__Given data__:
begin

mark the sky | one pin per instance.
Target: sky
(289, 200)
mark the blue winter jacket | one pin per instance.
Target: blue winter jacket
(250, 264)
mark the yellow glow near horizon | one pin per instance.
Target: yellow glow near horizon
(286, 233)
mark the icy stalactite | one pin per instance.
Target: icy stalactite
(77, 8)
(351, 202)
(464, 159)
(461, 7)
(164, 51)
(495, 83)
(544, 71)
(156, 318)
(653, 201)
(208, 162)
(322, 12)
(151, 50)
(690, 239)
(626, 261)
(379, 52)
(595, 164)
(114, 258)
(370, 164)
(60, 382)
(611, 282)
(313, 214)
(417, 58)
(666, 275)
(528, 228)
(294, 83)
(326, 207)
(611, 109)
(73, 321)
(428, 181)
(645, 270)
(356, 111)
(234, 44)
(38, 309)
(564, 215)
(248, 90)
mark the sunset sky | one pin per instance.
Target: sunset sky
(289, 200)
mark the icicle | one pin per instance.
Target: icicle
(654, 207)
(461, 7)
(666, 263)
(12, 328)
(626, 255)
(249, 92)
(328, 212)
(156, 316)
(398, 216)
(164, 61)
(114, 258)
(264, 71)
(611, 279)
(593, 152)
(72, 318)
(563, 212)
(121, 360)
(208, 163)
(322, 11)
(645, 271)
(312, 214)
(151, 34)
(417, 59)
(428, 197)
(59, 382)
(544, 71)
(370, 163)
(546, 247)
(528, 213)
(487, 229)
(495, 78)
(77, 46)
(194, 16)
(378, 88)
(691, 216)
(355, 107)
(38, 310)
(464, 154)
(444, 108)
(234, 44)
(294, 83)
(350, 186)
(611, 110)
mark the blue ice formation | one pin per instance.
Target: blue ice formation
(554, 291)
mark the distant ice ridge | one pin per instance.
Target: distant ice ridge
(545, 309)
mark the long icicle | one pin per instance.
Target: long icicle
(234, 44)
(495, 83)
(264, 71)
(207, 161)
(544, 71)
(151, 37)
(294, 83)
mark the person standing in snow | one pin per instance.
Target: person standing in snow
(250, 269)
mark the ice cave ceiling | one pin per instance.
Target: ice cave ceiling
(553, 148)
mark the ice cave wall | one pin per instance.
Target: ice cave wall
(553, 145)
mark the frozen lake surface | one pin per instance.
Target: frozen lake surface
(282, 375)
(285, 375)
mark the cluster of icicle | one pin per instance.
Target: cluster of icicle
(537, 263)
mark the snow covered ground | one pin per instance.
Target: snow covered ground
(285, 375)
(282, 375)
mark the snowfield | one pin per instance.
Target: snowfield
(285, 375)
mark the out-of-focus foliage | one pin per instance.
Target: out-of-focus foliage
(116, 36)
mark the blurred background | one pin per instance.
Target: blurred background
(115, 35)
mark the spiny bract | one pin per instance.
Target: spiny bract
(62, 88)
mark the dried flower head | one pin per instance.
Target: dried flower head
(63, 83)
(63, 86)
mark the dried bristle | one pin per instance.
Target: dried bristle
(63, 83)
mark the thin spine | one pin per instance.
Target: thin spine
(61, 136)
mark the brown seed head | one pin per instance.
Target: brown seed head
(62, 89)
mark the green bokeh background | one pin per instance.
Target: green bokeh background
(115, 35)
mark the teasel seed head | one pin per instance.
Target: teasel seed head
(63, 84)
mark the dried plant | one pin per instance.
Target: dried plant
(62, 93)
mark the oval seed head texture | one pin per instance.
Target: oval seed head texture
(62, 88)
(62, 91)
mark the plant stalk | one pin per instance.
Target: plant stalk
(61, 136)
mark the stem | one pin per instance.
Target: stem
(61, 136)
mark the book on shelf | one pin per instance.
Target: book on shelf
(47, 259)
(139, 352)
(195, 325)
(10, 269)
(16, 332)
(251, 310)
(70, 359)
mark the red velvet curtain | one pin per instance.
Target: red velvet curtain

end

__Problem requirements__:
Arrange all of the rows above as a numbered list, leaving out any blank lines.

__Reply__:
1. mark the sky | one pin per instance.
2. Target: sky
3. (289, 200)
4. mark the blue winter jacket | one pin per instance.
5. Target: blue winter jacket
6. (250, 264)
7. mark the yellow glow near horizon | one pin per instance.
8. Target: yellow glow near horizon
9. (286, 233)
10. mark the icy stalactite | one pin per instance.
11. Target: icy stalactite
12. (77, 8)
13. (351, 202)
14. (464, 159)
15. (461, 7)
16. (164, 51)
17. (495, 83)
18. (544, 71)
19. (156, 318)
20. (653, 201)
21. (208, 162)
22. (322, 12)
23. (151, 50)
24. (690, 239)
25. (626, 261)
26. (379, 52)
27. (595, 164)
28. (114, 258)
29. (370, 164)
30. (60, 382)
31. (611, 282)
32. (313, 214)
33. (417, 58)
34. (666, 275)
35. (528, 228)
36. (294, 83)
37. (326, 207)
38. (611, 109)
39. (73, 321)
40. (428, 181)
41. (645, 270)
42. (356, 111)
43. (234, 44)
44. (38, 309)
45. (564, 215)
46. (248, 90)
47. mark the sunset sky | one pin per instance.
48. Target: sunset sky
49. (289, 200)
50. mark the icicle | one pin per instance.
51. Target: icicle
52. (654, 207)
53. (461, 7)
54. (666, 263)
55. (12, 328)
56. (626, 255)
57. (249, 92)
58. (328, 212)
59. (156, 316)
60. (398, 216)
61. (164, 61)
62. (114, 258)
63. (264, 71)
64. (611, 279)
65. (593, 152)
66. (72, 318)
67. (563, 212)
68. (121, 360)
69. (208, 163)
70. (322, 11)
71. (645, 271)
72. (312, 214)
73. (151, 34)
74. (417, 59)
75. (428, 197)
76. (59, 382)
77. (544, 71)
78. (370, 163)
79. (546, 247)
80. (528, 213)
81. (487, 229)
82. (495, 78)
83. (77, 46)
84. (194, 16)
85. (378, 88)
86. (691, 216)
87. (355, 107)
88. (38, 310)
89. (464, 154)
90. (444, 108)
91. (234, 44)
92. (294, 83)
93. (350, 186)
94. (611, 110)
95. mark the blue ice formation | one pin per instance.
96. Target: blue ice formation
97. (554, 291)
98. mark the distant ice ridge | one pin per instance.
99. Target: distant ice ridge
100. (545, 309)
101. mark the long icicle | one pin per instance.
102. Target: long icicle
103. (234, 44)
104. (495, 83)
105. (264, 71)
106. (207, 161)
107. (544, 71)
108. (151, 37)
109. (294, 83)
110. mark the person standing in snow | one pin per instance.
111. Target: person standing in snow
112. (250, 269)
113. mark the ice cave ceiling | one pin per instance.
114. Target: ice cave ceiling
115. (553, 148)
116. mark the ice cave wall | one pin per instance.
117. Target: ice cave wall
118. (553, 145)
119. mark the frozen lake surface | one pin per instance.
120. Target: frozen lake surface
121. (282, 375)
122. (285, 375)
123. mark the cluster of icicle | one pin per instance.
124. Target: cluster of icicle
125. (537, 263)
126. mark the snow covered ground | one pin per instance.
127. Target: snow covered ground
128. (285, 375)
129. (282, 375)
130. mark the snowfield | one pin per instance.
131. Target: snowfield
132. (285, 375)
133. mark the out-of-focus foliage | one pin per instance.
134. Target: out-of-focus foliage
135. (116, 36)
136. mark the blurred background | one pin per instance.
137. Target: blurred background
138. (115, 35)
139. mark the spiny bract | one pin per instance.
140. Target: spiny bract
141. (62, 88)
142. mark the dried flower head | one pin per instance.
143. Target: dried flower head
144. (63, 83)
145. (63, 86)
146. mark the dried bristle | one pin per instance.
147. Target: dried bristle
148. (63, 83)
149. mark the thin spine | one pin per instance.
150. Target: thin spine
151. (61, 136)
152. mark the brown seed head | one pin per instance.
153. Target: brown seed head
154. (62, 89)
155. mark the green bokeh background | one pin per instance.
156. Target: green bokeh background
157. (115, 35)
158. mark the teasel seed head | one pin per instance.
159. Target: teasel seed head
160. (63, 84)
161. mark the dried plant | one pin per instance.
162. Target: dried plant
163. (62, 93)
164. mark the oval seed head texture | one pin per instance.
165. Target: oval seed head texture
166. (62, 88)
167. (62, 91)
168. mark the plant stalk | one pin per instance.
169. Target: plant stalk
170. (61, 136)
171. mark the stem | one pin per instance.
172. Target: stem
173. (61, 136)
174. mark the book on shelf | one pin per instance.
175. Target: book on shelf
176. (47, 259)
177. (139, 352)
178. (195, 325)
179. (10, 269)
180. (16, 332)
181. (251, 310)
182. (70, 359)
183. mark the red velvet curtain | one pin per instance.
184. Target: red velvet curtain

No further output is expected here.